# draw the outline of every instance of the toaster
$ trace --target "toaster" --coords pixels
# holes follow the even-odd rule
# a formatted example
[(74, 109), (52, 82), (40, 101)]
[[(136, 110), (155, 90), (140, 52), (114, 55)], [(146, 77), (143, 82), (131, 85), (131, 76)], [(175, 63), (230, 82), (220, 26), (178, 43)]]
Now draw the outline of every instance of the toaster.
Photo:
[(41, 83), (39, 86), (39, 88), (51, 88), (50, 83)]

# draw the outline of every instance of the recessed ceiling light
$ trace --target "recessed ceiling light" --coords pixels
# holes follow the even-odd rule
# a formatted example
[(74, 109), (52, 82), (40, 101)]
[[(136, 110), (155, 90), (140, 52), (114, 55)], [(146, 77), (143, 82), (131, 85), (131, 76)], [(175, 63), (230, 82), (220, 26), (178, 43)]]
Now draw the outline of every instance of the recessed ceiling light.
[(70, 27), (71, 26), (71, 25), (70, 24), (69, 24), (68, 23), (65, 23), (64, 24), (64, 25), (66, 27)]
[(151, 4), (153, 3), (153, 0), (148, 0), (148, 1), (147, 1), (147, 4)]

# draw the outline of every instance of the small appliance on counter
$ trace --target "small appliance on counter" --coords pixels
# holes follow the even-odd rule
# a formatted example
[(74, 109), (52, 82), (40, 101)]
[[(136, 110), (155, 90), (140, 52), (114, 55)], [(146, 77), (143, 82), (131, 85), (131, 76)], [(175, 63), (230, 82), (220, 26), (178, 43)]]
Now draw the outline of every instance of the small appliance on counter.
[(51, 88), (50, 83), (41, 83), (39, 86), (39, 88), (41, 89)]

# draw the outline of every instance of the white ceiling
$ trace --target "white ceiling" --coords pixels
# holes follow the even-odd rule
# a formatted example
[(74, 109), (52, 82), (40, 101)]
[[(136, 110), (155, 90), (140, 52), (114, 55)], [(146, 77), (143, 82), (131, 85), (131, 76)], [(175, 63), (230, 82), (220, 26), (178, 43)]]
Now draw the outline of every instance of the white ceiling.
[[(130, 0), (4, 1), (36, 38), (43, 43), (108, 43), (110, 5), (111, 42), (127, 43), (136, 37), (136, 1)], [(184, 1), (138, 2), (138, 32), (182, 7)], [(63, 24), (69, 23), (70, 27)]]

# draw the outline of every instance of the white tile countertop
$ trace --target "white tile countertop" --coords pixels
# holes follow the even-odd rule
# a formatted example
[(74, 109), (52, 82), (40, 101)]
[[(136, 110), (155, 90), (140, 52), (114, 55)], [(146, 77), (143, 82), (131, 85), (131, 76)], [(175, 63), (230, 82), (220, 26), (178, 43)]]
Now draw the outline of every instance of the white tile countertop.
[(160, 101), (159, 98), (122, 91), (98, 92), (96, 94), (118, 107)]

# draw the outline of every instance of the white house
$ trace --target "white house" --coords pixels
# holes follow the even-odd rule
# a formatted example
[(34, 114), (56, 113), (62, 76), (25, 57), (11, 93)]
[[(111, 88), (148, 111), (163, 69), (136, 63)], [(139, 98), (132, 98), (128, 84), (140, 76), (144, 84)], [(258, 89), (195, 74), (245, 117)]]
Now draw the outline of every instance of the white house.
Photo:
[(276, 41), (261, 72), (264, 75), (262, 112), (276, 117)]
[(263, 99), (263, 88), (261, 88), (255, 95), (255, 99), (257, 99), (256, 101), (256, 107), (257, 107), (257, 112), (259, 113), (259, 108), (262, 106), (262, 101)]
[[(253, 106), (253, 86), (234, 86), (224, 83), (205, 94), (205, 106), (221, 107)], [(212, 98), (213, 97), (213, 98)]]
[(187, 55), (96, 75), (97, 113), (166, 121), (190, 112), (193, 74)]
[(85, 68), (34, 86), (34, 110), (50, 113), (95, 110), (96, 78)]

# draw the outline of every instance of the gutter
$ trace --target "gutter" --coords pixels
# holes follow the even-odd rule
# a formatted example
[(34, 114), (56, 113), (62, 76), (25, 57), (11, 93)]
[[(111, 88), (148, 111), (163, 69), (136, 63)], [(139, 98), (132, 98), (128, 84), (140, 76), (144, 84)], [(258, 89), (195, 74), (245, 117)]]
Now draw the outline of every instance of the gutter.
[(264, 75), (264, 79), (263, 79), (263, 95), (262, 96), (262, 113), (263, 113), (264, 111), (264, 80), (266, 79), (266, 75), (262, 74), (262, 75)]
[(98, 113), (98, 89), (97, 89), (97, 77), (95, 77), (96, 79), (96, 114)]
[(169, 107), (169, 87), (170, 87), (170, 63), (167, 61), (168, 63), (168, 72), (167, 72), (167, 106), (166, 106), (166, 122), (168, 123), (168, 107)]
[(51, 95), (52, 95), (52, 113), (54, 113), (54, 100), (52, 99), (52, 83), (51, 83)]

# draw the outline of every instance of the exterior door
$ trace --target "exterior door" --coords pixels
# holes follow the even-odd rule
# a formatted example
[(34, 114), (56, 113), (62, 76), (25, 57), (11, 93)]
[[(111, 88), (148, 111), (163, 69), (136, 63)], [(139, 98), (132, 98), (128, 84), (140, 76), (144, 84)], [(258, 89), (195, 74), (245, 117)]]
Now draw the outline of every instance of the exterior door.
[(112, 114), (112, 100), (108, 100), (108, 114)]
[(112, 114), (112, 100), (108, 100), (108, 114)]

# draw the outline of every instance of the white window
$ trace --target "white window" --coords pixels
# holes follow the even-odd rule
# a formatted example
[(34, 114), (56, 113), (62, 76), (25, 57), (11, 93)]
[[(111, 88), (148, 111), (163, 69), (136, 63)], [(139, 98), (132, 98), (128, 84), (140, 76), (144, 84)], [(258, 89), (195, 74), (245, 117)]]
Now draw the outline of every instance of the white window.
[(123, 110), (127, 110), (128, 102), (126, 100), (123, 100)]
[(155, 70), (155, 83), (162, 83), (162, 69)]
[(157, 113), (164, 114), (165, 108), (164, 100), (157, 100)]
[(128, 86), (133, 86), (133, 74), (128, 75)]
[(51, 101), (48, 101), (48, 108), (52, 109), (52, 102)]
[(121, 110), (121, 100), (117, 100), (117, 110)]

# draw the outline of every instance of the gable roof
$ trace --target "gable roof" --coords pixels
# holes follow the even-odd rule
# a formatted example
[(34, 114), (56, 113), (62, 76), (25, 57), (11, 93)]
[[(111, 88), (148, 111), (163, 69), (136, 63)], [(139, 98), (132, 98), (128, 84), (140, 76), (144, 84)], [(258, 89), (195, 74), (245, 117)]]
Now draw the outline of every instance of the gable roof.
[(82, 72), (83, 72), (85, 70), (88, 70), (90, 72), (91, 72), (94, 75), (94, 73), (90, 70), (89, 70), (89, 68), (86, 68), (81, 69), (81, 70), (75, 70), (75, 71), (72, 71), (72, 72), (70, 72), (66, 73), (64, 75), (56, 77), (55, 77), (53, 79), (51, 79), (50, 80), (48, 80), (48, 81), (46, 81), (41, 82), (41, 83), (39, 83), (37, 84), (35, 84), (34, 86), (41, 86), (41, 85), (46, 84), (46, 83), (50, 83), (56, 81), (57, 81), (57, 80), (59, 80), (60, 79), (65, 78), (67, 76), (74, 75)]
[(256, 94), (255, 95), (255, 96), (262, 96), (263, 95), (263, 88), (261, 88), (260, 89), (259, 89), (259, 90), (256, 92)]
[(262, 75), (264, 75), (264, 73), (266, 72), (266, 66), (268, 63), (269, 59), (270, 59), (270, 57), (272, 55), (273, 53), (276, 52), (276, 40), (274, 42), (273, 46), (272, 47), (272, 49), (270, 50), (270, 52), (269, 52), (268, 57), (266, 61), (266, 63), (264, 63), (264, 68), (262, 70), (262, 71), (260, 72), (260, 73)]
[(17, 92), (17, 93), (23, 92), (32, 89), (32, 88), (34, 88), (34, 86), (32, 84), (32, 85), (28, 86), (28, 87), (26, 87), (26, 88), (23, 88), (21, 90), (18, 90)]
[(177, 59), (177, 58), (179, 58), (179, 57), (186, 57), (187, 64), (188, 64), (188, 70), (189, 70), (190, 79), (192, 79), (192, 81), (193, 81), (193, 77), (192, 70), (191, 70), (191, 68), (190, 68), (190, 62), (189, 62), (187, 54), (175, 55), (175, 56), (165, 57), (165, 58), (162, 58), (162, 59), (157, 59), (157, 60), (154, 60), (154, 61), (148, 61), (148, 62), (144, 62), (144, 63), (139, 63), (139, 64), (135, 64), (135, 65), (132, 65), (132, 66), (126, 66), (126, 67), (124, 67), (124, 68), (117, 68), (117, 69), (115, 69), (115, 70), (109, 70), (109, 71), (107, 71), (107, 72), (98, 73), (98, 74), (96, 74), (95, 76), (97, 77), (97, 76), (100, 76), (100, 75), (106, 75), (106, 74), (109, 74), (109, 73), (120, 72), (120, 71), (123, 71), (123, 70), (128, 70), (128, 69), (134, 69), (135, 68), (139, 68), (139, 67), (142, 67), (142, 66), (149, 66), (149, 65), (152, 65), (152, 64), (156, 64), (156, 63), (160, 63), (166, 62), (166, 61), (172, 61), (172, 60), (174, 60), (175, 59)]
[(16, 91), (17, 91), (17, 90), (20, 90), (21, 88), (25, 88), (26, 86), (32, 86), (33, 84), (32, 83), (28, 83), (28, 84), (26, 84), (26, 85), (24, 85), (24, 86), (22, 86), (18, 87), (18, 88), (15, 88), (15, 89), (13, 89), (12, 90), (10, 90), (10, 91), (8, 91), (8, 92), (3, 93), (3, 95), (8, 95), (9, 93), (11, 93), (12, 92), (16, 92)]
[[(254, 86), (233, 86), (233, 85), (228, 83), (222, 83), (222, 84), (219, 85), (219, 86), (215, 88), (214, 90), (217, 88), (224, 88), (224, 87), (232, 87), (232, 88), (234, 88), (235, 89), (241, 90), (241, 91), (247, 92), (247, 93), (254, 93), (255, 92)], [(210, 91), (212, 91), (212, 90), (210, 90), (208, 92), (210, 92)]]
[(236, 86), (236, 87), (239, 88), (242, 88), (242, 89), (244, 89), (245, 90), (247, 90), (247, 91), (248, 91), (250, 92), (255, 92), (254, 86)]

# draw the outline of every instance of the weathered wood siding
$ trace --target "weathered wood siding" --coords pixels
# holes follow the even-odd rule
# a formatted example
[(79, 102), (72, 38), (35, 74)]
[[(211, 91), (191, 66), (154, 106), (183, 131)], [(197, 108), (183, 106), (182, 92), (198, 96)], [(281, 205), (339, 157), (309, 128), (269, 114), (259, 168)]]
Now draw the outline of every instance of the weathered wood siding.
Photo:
___
* _Instruction_
Your task is to output exactly the lines running from the one with "# draw the outline of every instance of the weathered" through the final line of the material above, with both ends included.

* _Task answer_
# draw the outline of every instance of the weathered wood siding
$ trace --target "weathered wood siding" --coords pixels
# holes follow the even-odd rule
# a formatted example
[(79, 102), (72, 38), (35, 74)]
[[(211, 91), (191, 66), (154, 106), (183, 131)], [(197, 108), (183, 106), (182, 92), (198, 96)], [(281, 205), (339, 157), (309, 128), (269, 114), (259, 168)]]
Now draw the outline of every instance of the weathered wood siding.
Photo:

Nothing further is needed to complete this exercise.